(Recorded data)
◇ ◇ ◇ ◇
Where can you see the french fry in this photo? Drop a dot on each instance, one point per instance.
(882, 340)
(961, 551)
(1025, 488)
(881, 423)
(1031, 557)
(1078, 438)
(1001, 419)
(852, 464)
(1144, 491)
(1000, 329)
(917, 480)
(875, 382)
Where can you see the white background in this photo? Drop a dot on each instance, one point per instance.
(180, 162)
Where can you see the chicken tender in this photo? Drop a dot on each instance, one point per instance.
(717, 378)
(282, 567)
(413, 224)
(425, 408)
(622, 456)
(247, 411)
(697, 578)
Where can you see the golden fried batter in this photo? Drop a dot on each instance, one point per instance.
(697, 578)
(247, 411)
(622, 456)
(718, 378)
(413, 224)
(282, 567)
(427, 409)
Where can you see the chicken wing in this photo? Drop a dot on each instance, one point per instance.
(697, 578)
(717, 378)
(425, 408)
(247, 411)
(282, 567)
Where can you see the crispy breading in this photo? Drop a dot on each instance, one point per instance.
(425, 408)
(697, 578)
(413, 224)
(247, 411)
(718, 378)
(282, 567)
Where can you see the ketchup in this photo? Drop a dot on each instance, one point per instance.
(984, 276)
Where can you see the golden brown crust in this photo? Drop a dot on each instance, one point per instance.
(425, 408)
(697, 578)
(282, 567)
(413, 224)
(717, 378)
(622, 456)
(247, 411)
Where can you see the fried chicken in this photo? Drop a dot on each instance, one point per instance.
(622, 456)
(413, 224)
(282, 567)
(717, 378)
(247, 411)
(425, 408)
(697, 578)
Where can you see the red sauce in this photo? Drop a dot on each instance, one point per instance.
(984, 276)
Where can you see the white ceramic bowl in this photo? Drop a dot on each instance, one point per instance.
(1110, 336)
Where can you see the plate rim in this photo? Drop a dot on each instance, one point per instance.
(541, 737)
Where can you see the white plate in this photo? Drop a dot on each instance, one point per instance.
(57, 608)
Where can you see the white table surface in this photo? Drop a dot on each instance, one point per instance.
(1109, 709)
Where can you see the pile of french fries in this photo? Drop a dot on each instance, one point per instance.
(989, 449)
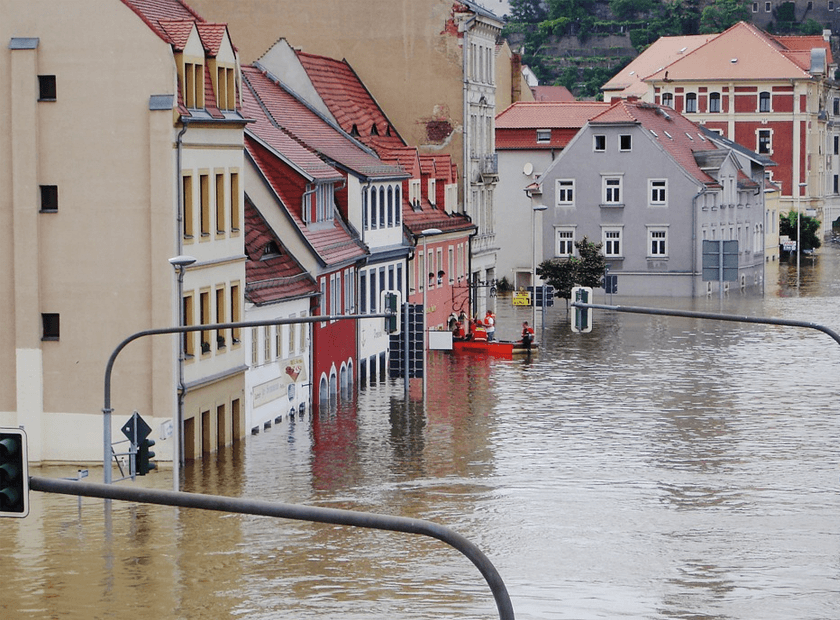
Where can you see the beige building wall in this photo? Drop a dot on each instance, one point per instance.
(407, 52)
(98, 261)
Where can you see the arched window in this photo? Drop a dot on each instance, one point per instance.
(373, 219)
(381, 207)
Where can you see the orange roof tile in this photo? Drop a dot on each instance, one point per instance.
(544, 115)
(743, 52)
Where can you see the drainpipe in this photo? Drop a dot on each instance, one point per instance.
(694, 247)
(177, 457)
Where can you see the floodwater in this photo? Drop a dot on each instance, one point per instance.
(656, 468)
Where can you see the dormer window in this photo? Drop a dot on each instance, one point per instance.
(414, 193)
(271, 250)
(225, 88)
(318, 203)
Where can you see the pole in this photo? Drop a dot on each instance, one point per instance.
(291, 511)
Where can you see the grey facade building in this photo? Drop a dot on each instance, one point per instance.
(651, 186)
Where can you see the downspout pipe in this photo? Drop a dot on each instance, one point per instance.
(694, 248)
(177, 459)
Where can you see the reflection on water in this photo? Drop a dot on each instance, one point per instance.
(656, 468)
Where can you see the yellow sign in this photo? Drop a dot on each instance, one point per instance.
(522, 298)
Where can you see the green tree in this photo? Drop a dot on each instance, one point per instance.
(585, 269)
(809, 227)
(723, 14)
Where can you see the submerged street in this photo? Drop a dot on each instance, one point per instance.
(656, 468)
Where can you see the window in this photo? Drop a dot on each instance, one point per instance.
(612, 242)
(658, 191)
(564, 242)
(51, 326)
(235, 313)
(625, 142)
(220, 317)
(318, 203)
(764, 101)
(658, 242)
(187, 197)
(381, 207)
(764, 141)
(234, 202)
(187, 321)
(46, 88)
(49, 198)
(565, 191)
(220, 203)
(255, 346)
(600, 143)
(204, 203)
(612, 190)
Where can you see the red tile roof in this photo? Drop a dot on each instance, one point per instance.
(271, 278)
(544, 115)
(743, 52)
(305, 125)
(349, 101)
(678, 136)
(552, 93)
(154, 12)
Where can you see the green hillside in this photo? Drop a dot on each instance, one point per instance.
(581, 44)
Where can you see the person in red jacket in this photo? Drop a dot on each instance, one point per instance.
(527, 335)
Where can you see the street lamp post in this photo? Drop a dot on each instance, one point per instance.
(180, 263)
(426, 233)
(798, 230)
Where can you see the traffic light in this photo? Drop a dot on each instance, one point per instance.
(14, 473)
(144, 456)
(391, 305)
(582, 317)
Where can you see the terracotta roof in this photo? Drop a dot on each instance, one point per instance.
(309, 128)
(544, 115)
(678, 136)
(661, 53)
(349, 101)
(271, 278)
(743, 52)
(153, 12)
(333, 244)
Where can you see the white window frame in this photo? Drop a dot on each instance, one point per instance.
(565, 192)
(602, 138)
(611, 184)
(564, 245)
(658, 192)
(610, 236)
(657, 242)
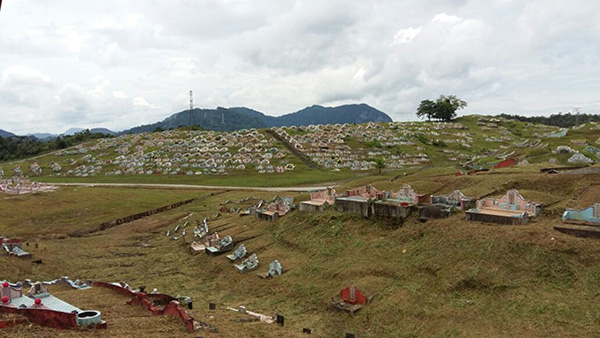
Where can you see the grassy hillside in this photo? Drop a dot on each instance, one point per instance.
(444, 278)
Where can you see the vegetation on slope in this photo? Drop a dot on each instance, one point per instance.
(560, 120)
(441, 278)
(14, 148)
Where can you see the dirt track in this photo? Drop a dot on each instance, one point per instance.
(187, 186)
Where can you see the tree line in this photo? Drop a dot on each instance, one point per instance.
(559, 120)
(442, 109)
(15, 148)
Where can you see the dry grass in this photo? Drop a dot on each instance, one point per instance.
(456, 278)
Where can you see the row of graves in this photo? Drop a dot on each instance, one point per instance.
(39, 306)
(176, 153)
(328, 145)
(211, 243)
(512, 208)
(19, 183)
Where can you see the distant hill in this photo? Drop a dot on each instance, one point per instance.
(559, 120)
(4, 133)
(70, 132)
(102, 131)
(227, 119)
(41, 136)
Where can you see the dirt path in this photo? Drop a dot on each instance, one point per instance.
(188, 186)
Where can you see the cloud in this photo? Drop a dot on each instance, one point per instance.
(119, 94)
(407, 35)
(445, 18)
(140, 102)
(119, 64)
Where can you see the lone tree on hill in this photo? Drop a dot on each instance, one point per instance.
(379, 164)
(443, 109)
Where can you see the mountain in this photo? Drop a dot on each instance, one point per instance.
(72, 131)
(227, 119)
(4, 133)
(351, 113)
(42, 136)
(102, 131)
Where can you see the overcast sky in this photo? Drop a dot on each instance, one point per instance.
(118, 64)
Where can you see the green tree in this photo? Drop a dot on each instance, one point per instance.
(379, 163)
(447, 107)
(443, 109)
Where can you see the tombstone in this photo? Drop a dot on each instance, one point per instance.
(249, 264)
(240, 252)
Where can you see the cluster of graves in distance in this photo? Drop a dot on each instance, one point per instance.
(211, 242)
(511, 208)
(470, 141)
(402, 144)
(173, 152)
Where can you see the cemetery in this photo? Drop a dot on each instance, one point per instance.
(511, 208)
(422, 273)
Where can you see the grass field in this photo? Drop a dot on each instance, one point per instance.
(442, 278)
(294, 178)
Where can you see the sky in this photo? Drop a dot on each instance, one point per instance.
(119, 64)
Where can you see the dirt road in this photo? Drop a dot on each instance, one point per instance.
(188, 186)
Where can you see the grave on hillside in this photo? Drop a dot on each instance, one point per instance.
(511, 208)
(350, 299)
(44, 309)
◇ ◇ ◇ ◇
(Written instruction)
Beginning with the line that contains "Where can you see the mountain", repeat every line through the end of the records and nothing more.

(Output of the task)
Where can you see the mountain in this photo? Drop a dot on each instance, one point per instance.
(72, 131)
(227, 119)
(4, 133)
(351, 113)
(42, 136)
(102, 131)
Where can you see the overcast sky in this photo? Drop a dot on each instance, one point per instance.
(118, 64)
Where can you see the green tree in this photo? Drop a dot on each instance, one point per instance.
(379, 163)
(447, 107)
(443, 109)
Where can you see the tombstone in this photo? Drop a dot on each instance, one point per instance.
(249, 264)
(240, 252)
Where can you see the cluster of graves in distance in this photo? Drop a dot on each instance, one point per instance.
(211, 242)
(511, 208)
(470, 141)
(402, 144)
(173, 152)
Where can you see the cemetery in this photo? Drop a dot on each instance, one point per instance.
(511, 208)
(422, 273)
Where can you see the grass field in this photo? Drop a dot on each instance, one point per instance.
(442, 278)
(294, 178)
Where can you see the sky in this photo? Drop a dot on each instance, one point per instance.
(119, 64)
Where can you see the dirt road in this photo? Drop a dot on each instance, one point per instance.
(188, 186)
Where can you see the grave on hillside in this photo? Drop a dot on each instance, one point per instance.
(511, 208)
(350, 299)
(44, 309)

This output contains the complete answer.